**Given task**. Which lines in the records below contain the string "pitch"? Pull out each of them.

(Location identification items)
========

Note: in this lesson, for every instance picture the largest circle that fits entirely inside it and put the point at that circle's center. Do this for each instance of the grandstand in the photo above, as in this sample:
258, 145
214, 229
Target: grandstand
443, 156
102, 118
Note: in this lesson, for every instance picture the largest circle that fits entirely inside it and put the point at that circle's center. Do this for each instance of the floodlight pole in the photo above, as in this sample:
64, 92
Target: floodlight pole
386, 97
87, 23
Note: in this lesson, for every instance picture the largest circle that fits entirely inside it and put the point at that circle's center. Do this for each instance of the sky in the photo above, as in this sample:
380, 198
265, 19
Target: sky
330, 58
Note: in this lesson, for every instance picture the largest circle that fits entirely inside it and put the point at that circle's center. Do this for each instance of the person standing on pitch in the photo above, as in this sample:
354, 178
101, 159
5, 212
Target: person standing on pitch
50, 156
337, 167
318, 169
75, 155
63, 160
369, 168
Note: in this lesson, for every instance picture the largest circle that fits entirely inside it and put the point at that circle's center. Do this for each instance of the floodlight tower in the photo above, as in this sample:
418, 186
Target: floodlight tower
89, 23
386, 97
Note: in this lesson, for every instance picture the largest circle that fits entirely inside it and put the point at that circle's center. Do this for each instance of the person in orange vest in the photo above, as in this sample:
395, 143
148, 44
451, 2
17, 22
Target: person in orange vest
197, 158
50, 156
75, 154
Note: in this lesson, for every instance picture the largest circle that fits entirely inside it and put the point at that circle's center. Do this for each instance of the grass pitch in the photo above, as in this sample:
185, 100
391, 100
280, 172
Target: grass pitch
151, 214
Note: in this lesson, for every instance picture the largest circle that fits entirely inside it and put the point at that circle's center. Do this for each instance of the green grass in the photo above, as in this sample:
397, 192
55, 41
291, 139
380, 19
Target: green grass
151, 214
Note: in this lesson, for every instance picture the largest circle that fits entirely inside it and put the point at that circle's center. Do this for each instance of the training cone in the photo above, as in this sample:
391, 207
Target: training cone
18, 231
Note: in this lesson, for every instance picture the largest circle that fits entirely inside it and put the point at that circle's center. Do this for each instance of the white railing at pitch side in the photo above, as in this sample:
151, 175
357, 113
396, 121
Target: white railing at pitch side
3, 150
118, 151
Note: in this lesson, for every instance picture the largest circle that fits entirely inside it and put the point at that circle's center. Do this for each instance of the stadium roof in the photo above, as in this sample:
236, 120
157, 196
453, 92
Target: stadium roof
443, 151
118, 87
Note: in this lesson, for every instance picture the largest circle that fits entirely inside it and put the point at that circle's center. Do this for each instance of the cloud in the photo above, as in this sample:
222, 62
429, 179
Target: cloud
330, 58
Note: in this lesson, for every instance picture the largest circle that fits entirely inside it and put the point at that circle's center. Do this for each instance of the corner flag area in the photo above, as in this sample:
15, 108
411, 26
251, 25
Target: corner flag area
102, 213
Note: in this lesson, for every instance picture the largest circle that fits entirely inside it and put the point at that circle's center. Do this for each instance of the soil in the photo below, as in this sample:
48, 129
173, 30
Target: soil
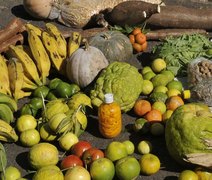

========

**Task solution**.
Note: in this lesson, for every instance picture the largest circle that fits entirely inside it and put the point at that circle's center. Do this for each instance of the person standing on pitch in the photo above, as in this sample:
Target: person standing on pitch
Note: in this lesson, for every instance picture the largest circle that fits entirely inside it and put the point at that circle's center. Do this for each instance of the grass pitch in the photo above, as in this sample:
Target: grass pitch
Note: in this lesson, for every instance picture the largest circle that fits entirely inside it and put the point at that circle's center. Do this for each instance of the white railing at pitch side in the photo above, as in this sample:
Target: white railing at pitch side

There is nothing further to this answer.